● **WRITTEN EXERCISE**
Repeat all entries exactly.

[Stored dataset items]
## begin
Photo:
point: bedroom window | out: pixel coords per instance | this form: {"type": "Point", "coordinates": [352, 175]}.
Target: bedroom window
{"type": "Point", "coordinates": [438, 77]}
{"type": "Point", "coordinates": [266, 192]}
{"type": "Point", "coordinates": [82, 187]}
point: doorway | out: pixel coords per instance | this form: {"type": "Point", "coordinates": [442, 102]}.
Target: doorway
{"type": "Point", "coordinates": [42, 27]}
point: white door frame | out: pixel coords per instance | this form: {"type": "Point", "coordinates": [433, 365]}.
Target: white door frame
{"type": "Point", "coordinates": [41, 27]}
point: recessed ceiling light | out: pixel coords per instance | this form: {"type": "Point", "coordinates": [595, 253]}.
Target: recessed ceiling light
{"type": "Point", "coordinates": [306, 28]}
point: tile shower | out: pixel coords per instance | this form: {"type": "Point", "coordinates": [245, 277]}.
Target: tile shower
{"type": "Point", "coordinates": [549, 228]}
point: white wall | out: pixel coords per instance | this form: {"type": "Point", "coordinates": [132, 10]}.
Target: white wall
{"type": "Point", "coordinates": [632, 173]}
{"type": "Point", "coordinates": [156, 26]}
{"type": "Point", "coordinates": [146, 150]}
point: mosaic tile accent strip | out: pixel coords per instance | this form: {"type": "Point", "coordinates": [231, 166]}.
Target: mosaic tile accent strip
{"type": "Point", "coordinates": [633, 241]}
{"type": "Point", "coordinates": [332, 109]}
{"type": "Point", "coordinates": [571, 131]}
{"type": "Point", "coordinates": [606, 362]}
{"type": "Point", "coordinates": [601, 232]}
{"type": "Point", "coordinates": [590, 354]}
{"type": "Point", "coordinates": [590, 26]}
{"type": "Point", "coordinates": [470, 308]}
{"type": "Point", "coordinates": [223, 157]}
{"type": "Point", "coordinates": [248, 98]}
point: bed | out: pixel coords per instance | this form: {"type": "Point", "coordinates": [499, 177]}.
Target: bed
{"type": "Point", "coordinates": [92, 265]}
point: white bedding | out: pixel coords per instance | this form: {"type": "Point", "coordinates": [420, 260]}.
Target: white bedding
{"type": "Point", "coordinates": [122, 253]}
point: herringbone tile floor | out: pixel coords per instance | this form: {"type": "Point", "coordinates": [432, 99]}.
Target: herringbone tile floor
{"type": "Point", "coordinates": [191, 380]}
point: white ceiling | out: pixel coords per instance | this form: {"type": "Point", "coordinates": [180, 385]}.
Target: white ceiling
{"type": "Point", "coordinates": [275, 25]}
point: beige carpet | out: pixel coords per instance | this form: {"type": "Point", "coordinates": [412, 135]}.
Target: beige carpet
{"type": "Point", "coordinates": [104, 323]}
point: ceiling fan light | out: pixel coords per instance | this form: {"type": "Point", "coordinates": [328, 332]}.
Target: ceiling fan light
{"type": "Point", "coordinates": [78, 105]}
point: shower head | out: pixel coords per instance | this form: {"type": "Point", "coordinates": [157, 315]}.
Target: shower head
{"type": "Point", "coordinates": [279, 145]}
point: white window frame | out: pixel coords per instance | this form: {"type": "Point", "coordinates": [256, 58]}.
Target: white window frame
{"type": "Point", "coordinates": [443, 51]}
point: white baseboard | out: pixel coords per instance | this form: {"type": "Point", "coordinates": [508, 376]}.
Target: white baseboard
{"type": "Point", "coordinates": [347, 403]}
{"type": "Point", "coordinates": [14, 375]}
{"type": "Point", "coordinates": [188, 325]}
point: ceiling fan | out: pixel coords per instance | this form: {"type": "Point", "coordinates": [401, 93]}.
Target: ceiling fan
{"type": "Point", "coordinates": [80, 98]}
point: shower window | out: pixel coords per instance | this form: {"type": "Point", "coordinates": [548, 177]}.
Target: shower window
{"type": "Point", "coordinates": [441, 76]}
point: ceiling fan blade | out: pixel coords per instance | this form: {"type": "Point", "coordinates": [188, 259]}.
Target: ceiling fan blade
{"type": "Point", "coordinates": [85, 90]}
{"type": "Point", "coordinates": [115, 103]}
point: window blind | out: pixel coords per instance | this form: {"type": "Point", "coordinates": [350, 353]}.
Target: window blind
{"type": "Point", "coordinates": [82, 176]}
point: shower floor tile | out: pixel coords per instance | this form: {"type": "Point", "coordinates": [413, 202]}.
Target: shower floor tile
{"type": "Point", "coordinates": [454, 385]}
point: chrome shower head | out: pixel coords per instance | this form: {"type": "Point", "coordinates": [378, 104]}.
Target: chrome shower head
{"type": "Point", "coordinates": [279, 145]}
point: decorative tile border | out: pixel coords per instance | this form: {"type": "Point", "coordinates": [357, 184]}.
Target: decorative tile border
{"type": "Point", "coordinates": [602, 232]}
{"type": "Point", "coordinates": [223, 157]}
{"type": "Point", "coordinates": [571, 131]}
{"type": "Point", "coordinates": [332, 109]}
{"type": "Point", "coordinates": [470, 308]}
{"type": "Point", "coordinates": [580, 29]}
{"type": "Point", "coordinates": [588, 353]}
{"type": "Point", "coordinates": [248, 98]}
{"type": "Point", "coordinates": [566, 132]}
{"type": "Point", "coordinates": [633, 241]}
## end
● **EXERCISE RESULT**
Photo:
point: bedroom window | out: pixel coords per instance | this form: {"type": "Point", "coordinates": [352, 175]}.
Target: bedroom window
{"type": "Point", "coordinates": [438, 77]}
{"type": "Point", "coordinates": [266, 192]}
{"type": "Point", "coordinates": [82, 187]}
point: doorway | out: pixel coords per instance | this form: {"type": "Point", "coordinates": [442, 102]}.
Target: doorway
{"type": "Point", "coordinates": [42, 27]}
point: white door frame | out: pixel coords per instance | this form: {"type": "Point", "coordinates": [433, 365]}.
Target: white door frame
{"type": "Point", "coordinates": [41, 27]}
point: recessed ceiling light | out: pixel coords per instance | this form: {"type": "Point", "coordinates": [595, 253]}.
Target: recessed ceiling light
{"type": "Point", "coordinates": [306, 28]}
point: tile shower | out: pixel coords per instance | this form: {"type": "Point", "coordinates": [245, 277]}.
Target: tile shower
{"type": "Point", "coordinates": [549, 228]}
point: white wall | out: pixel coords per instance | this form: {"type": "Point", "coordinates": [132, 10]}.
Target: white wall
{"type": "Point", "coordinates": [632, 173]}
{"type": "Point", "coordinates": [156, 26]}
{"type": "Point", "coordinates": [146, 150]}
point: mosaic tile accent strip | out: pixel coords per instance | this form: {"type": "Point", "coordinates": [231, 166]}.
Target: mosaic tile accent strip
{"type": "Point", "coordinates": [633, 241]}
{"type": "Point", "coordinates": [332, 109]}
{"type": "Point", "coordinates": [571, 131]}
{"type": "Point", "coordinates": [606, 362]}
{"type": "Point", "coordinates": [601, 232]}
{"type": "Point", "coordinates": [590, 354]}
{"type": "Point", "coordinates": [590, 26]}
{"type": "Point", "coordinates": [470, 308]}
{"type": "Point", "coordinates": [223, 157]}
{"type": "Point", "coordinates": [248, 98]}
point: bed | out: pixel coords per instance | this form: {"type": "Point", "coordinates": [499, 177]}.
Target: bed
{"type": "Point", "coordinates": [92, 265]}
point: white bedding | out: pixel coords per instance | this form: {"type": "Point", "coordinates": [420, 260]}.
Target: white bedding
{"type": "Point", "coordinates": [122, 253]}
point: herringbone tile floor | out: pixel coords per instance | this form: {"type": "Point", "coordinates": [432, 99]}.
Target: herringbone tile floor
{"type": "Point", "coordinates": [191, 380]}
point: white ceiling | out: pixel coords per instance | this form: {"type": "Point", "coordinates": [180, 385]}.
Target: white ceiling
{"type": "Point", "coordinates": [275, 25]}
point: beige carpet | out: pixel coords per instance | this form: {"type": "Point", "coordinates": [412, 135]}.
Target: beige carpet
{"type": "Point", "coordinates": [104, 323]}
point: ceiling fan light | out: pixel coords per instance | this form: {"type": "Point", "coordinates": [328, 332]}.
Target: ceiling fan light
{"type": "Point", "coordinates": [78, 105]}
point: shower head | out: pixel coords per instance | this form: {"type": "Point", "coordinates": [157, 315]}.
Target: shower head
{"type": "Point", "coordinates": [279, 145]}
point: white window frame | out: pixel coords per instance | this form: {"type": "Point", "coordinates": [256, 58]}.
Target: white window frame
{"type": "Point", "coordinates": [443, 51]}
point: white baseboard | out: pixel coords per instance | this form: {"type": "Point", "coordinates": [508, 376]}.
Target: white baseboard
{"type": "Point", "coordinates": [347, 403]}
{"type": "Point", "coordinates": [14, 375]}
{"type": "Point", "coordinates": [188, 325]}
point: ceiling fan | out: pixel coords per instance | this form: {"type": "Point", "coordinates": [401, 93]}.
Target: ceiling fan
{"type": "Point", "coordinates": [80, 98]}
point: shower window | out: pixel coords per instance | this form: {"type": "Point", "coordinates": [548, 177]}.
Target: shower window
{"type": "Point", "coordinates": [441, 76]}
point: ceiling fan blade | out: pixel coords per instance | this form: {"type": "Point", "coordinates": [188, 259]}.
Target: ceiling fan blade
{"type": "Point", "coordinates": [85, 90]}
{"type": "Point", "coordinates": [115, 103]}
point: window blind | out: pixel coords per instance | this form: {"type": "Point", "coordinates": [350, 353]}.
Target: window blind
{"type": "Point", "coordinates": [82, 176]}
point: shower floor tile | out: pixel coords per instance | this form: {"type": "Point", "coordinates": [413, 202]}.
Target: shower floor tile
{"type": "Point", "coordinates": [454, 385]}
point: chrome shower head | out: pixel coords per instance | this form: {"type": "Point", "coordinates": [378, 104]}.
Target: chrome shower head
{"type": "Point", "coordinates": [279, 145]}
point: decorative tile border | out: pixel coords per instance | this form: {"type": "Point", "coordinates": [357, 184]}.
Target: decorative tile border
{"type": "Point", "coordinates": [602, 232]}
{"type": "Point", "coordinates": [223, 157]}
{"type": "Point", "coordinates": [571, 131]}
{"type": "Point", "coordinates": [332, 109]}
{"type": "Point", "coordinates": [470, 308]}
{"type": "Point", "coordinates": [580, 29]}
{"type": "Point", "coordinates": [588, 353]}
{"type": "Point", "coordinates": [248, 98]}
{"type": "Point", "coordinates": [566, 132]}
{"type": "Point", "coordinates": [633, 241]}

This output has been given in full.